Directive: Please reproduce the material below word for word, with every line included.

[Data entries]
---

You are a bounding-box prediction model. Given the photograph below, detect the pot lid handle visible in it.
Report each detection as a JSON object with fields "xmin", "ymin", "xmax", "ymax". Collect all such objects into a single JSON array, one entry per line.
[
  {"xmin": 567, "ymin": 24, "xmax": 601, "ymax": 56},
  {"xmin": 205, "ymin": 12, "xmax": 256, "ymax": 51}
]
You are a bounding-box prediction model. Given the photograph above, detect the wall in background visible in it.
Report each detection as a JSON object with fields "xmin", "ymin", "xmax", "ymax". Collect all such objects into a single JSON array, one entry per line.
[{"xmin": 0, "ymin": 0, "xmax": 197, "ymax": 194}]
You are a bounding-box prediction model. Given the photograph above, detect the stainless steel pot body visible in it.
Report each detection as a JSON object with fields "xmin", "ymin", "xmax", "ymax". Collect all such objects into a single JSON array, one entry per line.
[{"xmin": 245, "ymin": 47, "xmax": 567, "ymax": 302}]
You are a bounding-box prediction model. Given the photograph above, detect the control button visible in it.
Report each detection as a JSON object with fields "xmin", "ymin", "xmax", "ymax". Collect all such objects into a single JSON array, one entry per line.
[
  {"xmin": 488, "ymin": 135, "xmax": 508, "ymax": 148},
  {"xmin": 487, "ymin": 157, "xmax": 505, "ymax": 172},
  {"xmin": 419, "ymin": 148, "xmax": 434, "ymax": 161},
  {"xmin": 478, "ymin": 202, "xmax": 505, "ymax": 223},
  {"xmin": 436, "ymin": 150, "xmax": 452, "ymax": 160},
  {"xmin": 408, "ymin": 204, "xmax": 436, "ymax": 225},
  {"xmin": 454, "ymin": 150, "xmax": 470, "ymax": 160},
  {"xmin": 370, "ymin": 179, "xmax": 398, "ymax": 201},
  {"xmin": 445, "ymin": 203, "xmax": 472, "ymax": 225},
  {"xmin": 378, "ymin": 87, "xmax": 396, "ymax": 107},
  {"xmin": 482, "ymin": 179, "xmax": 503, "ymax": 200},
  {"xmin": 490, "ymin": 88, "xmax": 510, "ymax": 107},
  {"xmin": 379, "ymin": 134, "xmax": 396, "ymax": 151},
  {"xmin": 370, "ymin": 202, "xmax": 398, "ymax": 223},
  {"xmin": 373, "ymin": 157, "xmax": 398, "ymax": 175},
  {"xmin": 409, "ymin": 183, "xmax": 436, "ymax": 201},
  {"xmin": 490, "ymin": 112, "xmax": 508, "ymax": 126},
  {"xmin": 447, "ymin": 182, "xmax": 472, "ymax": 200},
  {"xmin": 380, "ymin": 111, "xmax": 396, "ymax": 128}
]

---

Task answer:
You are a bounding-box prediction model. Given the photograph below, detect the pot lid handle visible in it.
Report each detection as a JSON object with fields "xmin", "ymin", "xmax", "ymax". Collect all such objects into a single JSON array, one entry per line.
[
  {"xmin": 567, "ymin": 24, "xmax": 601, "ymax": 56},
  {"xmin": 205, "ymin": 12, "xmax": 256, "ymax": 51}
]
You are a bounding-box prediction model. Given the photograph above, detect the wall in background visible in it.
Report each detection as a JSON object with fields "xmin", "ymin", "xmax", "ymax". Collect all such objects into a single JSON array, one entry per line.
[{"xmin": 0, "ymin": 0, "xmax": 197, "ymax": 194}]
You are a bounding-box prediction model. Given the photograph above, detect the stainless steel pot body visible in it.
Report each detection as a JSON object with fields "xmin", "ymin", "xmax", "ymax". Collect all such objects into a single JSON array, one entry per line.
[{"xmin": 245, "ymin": 47, "xmax": 567, "ymax": 302}]
You are a bounding-box prediction model. Given the photograph above, detect the control button visible in it.
Report each detection as a JSON object with fields "xmin", "ymin", "xmax", "ymax". Collect all such objects into a single JSON array, one entry per line.
[
  {"xmin": 488, "ymin": 135, "xmax": 508, "ymax": 148},
  {"xmin": 487, "ymin": 157, "xmax": 505, "ymax": 172},
  {"xmin": 419, "ymin": 148, "xmax": 434, "ymax": 161},
  {"xmin": 478, "ymin": 202, "xmax": 505, "ymax": 223},
  {"xmin": 436, "ymin": 150, "xmax": 452, "ymax": 160},
  {"xmin": 408, "ymin": 204, "xmax": 436, "ymax": 225},
  {"xmin": 454, "ymin": 150, "xmax": 470, "ymax": 160},
  {"xmin": 370, "ymin": 179, "xmax": 398, "ymax": 201},
  {"xmin": 445, "ymin": 203, "xmax": 472, "ymax": 225},
  {"xmin": 378, "ymin": 87, "xmax": 396, "ymax": 107},
  {"xmin": 482, "ymin": 179, "xmax": 503, "ymax": 200},
  {"xmin": 490, "ymin": 88, "xmax": 510, "ymax": 107},
  {"xmin": 379, "ymin": 134, "xmax": 396, "ymax": 151},
  {"xmin": 370, "ymin": 202, "xmax": 398, "ymax": 223},
  {"xmin": 373, "ymin": 157, "xmax": 398, "ymax": 175},
  {"xmin": 409, "ymin": 183, "xmax": 436, "ymax": 201},
  {"xmin": 490, "ymin": 112, "xmax": 508, "ymax": 126},
  {"xmin": 447, "ymin": 182, "xmax": 472, "ymax": 200},
  {"xmin": 380, "ymin": 111, "xmax": 396, "ymax": 128}
]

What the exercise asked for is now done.